Begin THE DATA

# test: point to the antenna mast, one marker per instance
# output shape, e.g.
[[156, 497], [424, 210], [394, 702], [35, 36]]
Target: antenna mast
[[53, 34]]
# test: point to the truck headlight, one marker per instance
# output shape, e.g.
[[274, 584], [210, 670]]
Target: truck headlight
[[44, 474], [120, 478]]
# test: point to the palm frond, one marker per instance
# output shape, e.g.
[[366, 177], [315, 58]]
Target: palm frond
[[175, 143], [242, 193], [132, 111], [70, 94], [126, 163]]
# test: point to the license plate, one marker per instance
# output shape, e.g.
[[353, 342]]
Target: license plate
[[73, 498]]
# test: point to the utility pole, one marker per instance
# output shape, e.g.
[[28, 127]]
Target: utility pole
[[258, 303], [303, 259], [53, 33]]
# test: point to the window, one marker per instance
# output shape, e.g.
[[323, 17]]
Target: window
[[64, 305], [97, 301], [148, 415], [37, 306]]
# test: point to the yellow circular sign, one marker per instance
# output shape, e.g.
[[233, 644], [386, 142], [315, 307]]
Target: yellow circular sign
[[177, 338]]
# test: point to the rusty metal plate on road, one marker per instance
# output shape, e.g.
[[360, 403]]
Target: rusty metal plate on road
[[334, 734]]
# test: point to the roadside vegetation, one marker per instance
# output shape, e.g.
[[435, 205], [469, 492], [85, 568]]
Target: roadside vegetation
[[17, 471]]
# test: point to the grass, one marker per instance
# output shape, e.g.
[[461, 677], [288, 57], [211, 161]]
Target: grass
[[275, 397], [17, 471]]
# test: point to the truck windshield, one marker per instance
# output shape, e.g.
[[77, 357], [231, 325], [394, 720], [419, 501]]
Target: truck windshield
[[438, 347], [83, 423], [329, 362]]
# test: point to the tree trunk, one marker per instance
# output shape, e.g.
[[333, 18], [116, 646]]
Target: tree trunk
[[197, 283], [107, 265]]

End THE DATA

WHAT YOU ARE ASKED TO DO | Exactly reproduce the lines beginning with the one that contains "# test: point to the utility" and ending with the last line of the material, both included. Leave out everything else.

EXERCISE RESULT |
# test: point to the utility pole, one marker per instance
# output shape, e.g.
[[28, 127]]
Target: utility pole
[[258, 303], [303, 259], [53, 33]]
# test: point to the window, one marker per instance
# output shape, e.g.
[[323, 17]]
Target: window
[[64, 305], [97, 301], [148, 415], [37, 306]]
# test: point to the yellow circular sign, one marker per instance
# output shape, e.g.
[[233, 644], [386, 142], [315, 307]]
Target: yellow circular sign
[[177, 338]]
# test: point to the rusty metal plate on road, one marker per instance
# output shape, e.g.
[[360, 403]]
Target: rusty metal plate on road
[[334, 734]]
# test: point to the roadside vegetation, one marker per instance
# output shape, e.g.
[[435, 205], [469, 492], [85, 568]]
Target: roadside vegetation
[[17, 471]]
# test: point to the grass, one marker per instance
# output shape, e.g.
[[461, 677], [288, 57], [211, 161]]
Target: grass
[[275, 397], [17, 471]]
# test: point to the truck windshield, one marker per instance
# output shape, e.g.
[[77, 357], [231, 325], [394, 720], [419, 501]]
Target: truck windshield
[[438, 347], [83, 423], [329, 362]]
# test: point to the tree trunk, one marker per instance
# output shape, e.g.
[[333, 18], [116, 646]]
Target: tree trunk
[[197, 283], [107, 265]]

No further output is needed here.